▶ WHAT YOU ARE ASKED TO DO
Your answer must hold only the lines below from the line containing "Target: adult roe deer" through the line containing "Target: meadow", each reproduced exactly.

▶ SUPPLIED DATA
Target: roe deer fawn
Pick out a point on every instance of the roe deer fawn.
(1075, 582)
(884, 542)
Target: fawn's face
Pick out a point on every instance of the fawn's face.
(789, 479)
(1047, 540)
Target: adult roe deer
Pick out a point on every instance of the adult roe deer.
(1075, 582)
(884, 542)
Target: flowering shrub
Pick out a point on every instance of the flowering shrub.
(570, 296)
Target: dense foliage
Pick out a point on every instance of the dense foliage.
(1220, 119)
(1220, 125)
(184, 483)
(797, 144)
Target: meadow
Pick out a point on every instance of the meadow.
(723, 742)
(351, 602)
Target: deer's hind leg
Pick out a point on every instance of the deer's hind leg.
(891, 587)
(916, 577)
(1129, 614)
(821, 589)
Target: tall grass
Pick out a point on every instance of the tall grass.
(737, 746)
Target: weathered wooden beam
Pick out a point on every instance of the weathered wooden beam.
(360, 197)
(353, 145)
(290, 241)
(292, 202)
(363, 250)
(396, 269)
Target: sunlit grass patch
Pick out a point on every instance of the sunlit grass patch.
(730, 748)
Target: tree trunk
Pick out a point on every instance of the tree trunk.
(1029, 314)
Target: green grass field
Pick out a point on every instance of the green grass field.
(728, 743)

* * *

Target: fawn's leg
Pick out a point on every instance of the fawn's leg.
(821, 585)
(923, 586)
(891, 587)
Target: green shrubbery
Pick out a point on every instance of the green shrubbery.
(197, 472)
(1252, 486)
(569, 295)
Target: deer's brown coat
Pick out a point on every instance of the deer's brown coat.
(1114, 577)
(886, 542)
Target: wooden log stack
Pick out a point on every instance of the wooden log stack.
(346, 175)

...

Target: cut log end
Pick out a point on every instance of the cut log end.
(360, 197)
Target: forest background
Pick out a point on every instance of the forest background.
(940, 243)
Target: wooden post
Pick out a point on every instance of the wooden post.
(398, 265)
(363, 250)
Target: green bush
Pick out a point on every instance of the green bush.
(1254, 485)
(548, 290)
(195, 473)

▶ ANSWER BOX
Target: adult roe deer
Pick out a point on every instance of the adult roe deer.
(1075, 582)
(884, 542)
Target: flowering shrub
Pick out a point on every instance of the flowering shrub.
(570, 296)
Target: dense foliage
Pick out a point on every instance of the dense foliage.
(1220, 119)
(1220, 125)
(184, 483)
(797, 144)
Target: meadow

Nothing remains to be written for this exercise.